▶ **Exercise task**: Put the data below into a JSON list of strings, one string per line, skipping blank lines and leaving out the pictures.

▶ **Exercise material**:
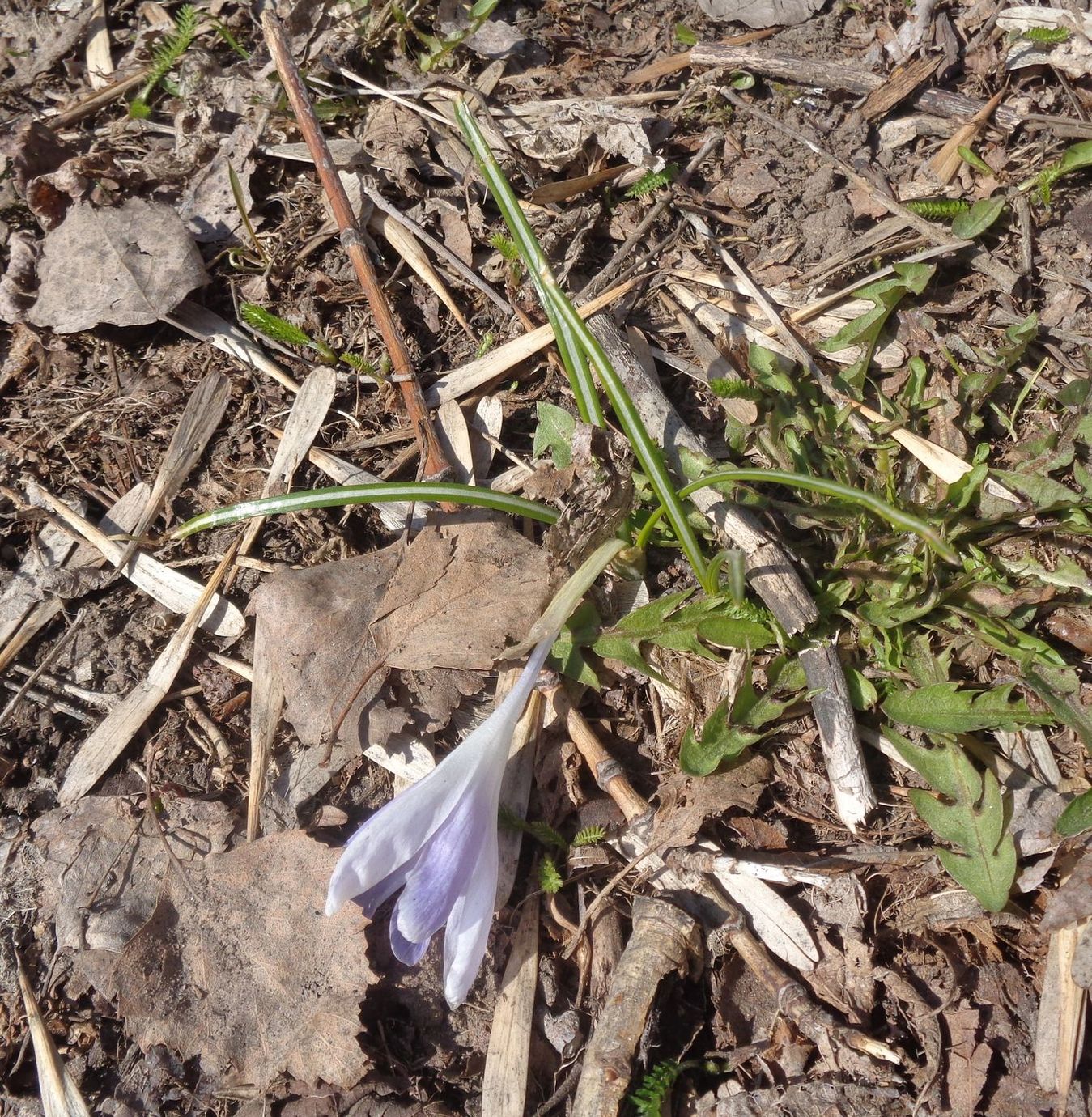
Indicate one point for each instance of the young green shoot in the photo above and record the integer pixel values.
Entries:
(167, 56)
(580, 350)
(894, 516)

▶ **Response to the exercise**:
[
  "Indicate one point for each instance of the young green shoot in the photo above and record the integer pixel values.",
  "Entries:",
  "(167, 56)",
  "(580, 350)",
  "(894, 516)"
]